## TASK SET
1) In the forum thread about the butcher block table top below, how thick is the top?
2) From the forum thread about the butcher block table top below, return the part starting with "Basically a kitchen" and going on through "of unsupported projection.".
3) Resume the forum thread about the butcher block table top below, picking up after its last sentence.

## GIVEN PASSAGE
# 42" x 72" Butcher Block Table Top w/a 18" overhang



## 1thumb (Jun 30, 2012)

Basically a kitchen island. 18 inch overhang is on one side only, the 6 ft siderunning paralell w/slats. Biscuists and kreg screws of course won't support top overhang. Should I fabricate top then rout a channel beneath and insert/attach steel tubes or predrill slats prior to glue up, insert steel rods, then cover up holes with remaining slats? Anyone done either?


----------



## Charlie5791 (Feb 21, 2012)

How THICK? 
18 inches is a lot of unsupported projection.


----------



## 1thumb (Jun 30, 2012)

1 and 5/8's thick and it is a lot.


----------



## Charlie5791 (Feb 21, 2012)

1-5/8 you don't need biscuits and pocket screws. I mean you *can* use biscuits for alignment if you want, but you don't need anything in that joint if it's a clean, tight joint. I have an 8 ft by 3 and a half foot walnut island to confirm that.

## DATA SEGMENT

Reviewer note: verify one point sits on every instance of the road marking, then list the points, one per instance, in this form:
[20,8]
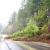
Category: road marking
[26,46]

## RESULTS OF THE TASKS
1) 1 and 5/8 inches thick.

2)
Basically a kitchen island. 18 inch overhang is on one side only, the 6 ft siderunning paralell w/slats. Biscuists and kreg screws of course won't support top overhang. Should I fabricate top then rout a channel beneath and insert/attach steel tubes or predrill slats prior to glue up, insert steel rods, then cover up holes with remaining slats? Anyone done either?


----------



## Charlie5791 (Feb 21, 2012)

How THICK? 
18 inches is a lot of unsupported projection.

3)
Is the overhang for seating? If yes, you're probably overdoing it. You can have comfortable bar seating at 12 inches. In fact I've done it at less than 8 inches and it still works.

Metal rods: if you take the time to precisely drill for inserting metal rods it will help, BUT, and it's a *BIG* but…, if someone gets up from a chair, using the edge of the projecting counter to assist, it's STILL going to bend. I watched my brother get up from my island this way and it was all I could do to keep from slappin' the living sh&% out of him.

#1 advice: see if you can reconsider that 18 inch figure and get it down some.

#2 advice: instead of drillling for rods and all that, get yourself some 1/2" thick by about 2 inch wide steel. 
You can simply flush mount this to the underside of your counter top OR you can route a channel in the underside of your countertop to accept the steel. I'd flush mount it and keep the counter top full thickness. The *length* of the metal should be:
the dimension of your overhand minus 2 inches (if you have an 18 inch overhang, 16 inches) *PLUS* half the depth of the cabinet from which the overhang starts (but not less than 12 inches). You are holding it back 2 inches from the edge. Almost invisible.

So…. if you have 18 inches of overhang, coming off the back of a full 24 inch depth base cabinet, it would be :
(overhang of 18 minus 2) 16 + (half of cabinet depth of 24) 12.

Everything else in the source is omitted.